Yeah, it's sort of painful to drop all those speculative preallocations.

> Is the tradeoff just that if the user freezes and then doesn't unfreeze
> before the next mount that log recovery will have to deal with COW
> blocks, or are there considerations for a typical freeze/unfreeze cycle
> as well? Is this more expensive at recovery time than at freeze time?

It's entirely to reduce the recovery work necessary after freezing the
fs, snapshotting the fs (via lvm or whatever) and then mounting the
snapshot separately.  TBH this patch has languished for years now
because it's only necessary to optimize this one usage.

Maybe it's easier to drop this one, unless anyone feels particularly
passionate about clearing out cow staging extents before a freeze?

--D

> Brian
> 
> > +	if (sb->s_writers.frozen == SB_FREEZE_PAGEFAULT) {
> > +		int		error;
> > +
> > +		error = xfs_icache_free_cowblocks(mp, NULL);
> > +		if (error) {
> > +			xfs_force_shutdown(mp, SHUTDOWN_CORRUPT_INCORE);
> > +			return error;
> > +		}
> > +	}
> > +
> >  	xfs_log_force(mp, XFS_LOG_SYNC);
> >  	if (laptop_mode) {
> >  		/*
> >
Brian Foster Jan. 17, 2019, 6:14 p.m. UTC | #3
On Thu, Jan 17, 2019 at 09:24:28AM -0800, Darrick J. Wong wrote:
> On Fri, Jan 11, 2019 at 11:28:38AM -0500, Brian Foster wrote:
> > On Mon, Dec 31, 2018 at 06:16:57PM -0800, Darrick J. Wong wrote:
> > > From: Darrick J. Wong <darrick.wong@oracle.com>
> > > 
> > > When we're freezing the filesystem, free all the COW staging extents
> > > before we shut the log down so that we can minimize the amount of
> > > recovery work that will be necessary during the next mount.
> > > 
> > > Signed-off-by: Darrick J. Wong <darrick.wong@oracle.com>
> > > ---
> > >  fs/xfs/xfs_icache.c |   17 ++++++++++++-----
> > >  fs/xfs/xfs_super.c  |   18 ++++++++++++++++++
> > >  2 files changed, 30 insertions(+), 5 deletions(-)

WRITTEN TASKS>
(a) Reproduce the passage of the XFS freeze thread from "Yeah, it's sort" up to and including "at freeze time?".
(b) Answer these questions about the XFS freeze thread:
(i) According to the reply, what is the sole purpose of the patch?
(ii) Which function does the added code call to free the COW blocks?
(iii) How many files, insertions, and deletions does the patch summary report?

STORED DATA>
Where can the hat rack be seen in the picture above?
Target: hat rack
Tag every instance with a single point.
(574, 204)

FINAL RESULTS>
(a)
Yeah, it's sort of painful to drop all those speculative preallocations.

> Is the tradeoff just that if the user freezes and then doesn't unfreeze
> before the next mount that log recovery will have to deal with COW
> blocks, or are there considerations for a typical freeze/unfreeze cycle
> as well? Is this more expensive at recovery time than at freeze time?

(b)
(i) It reduces the recovery work needed after freezing the fs, snapshotting it (via lvm or whatever), and then mounting the snapshot separately.
(ii) xfs_icache_free_cowblocks
(iii) 2 files changed, 30 insertions, and 5 deletions.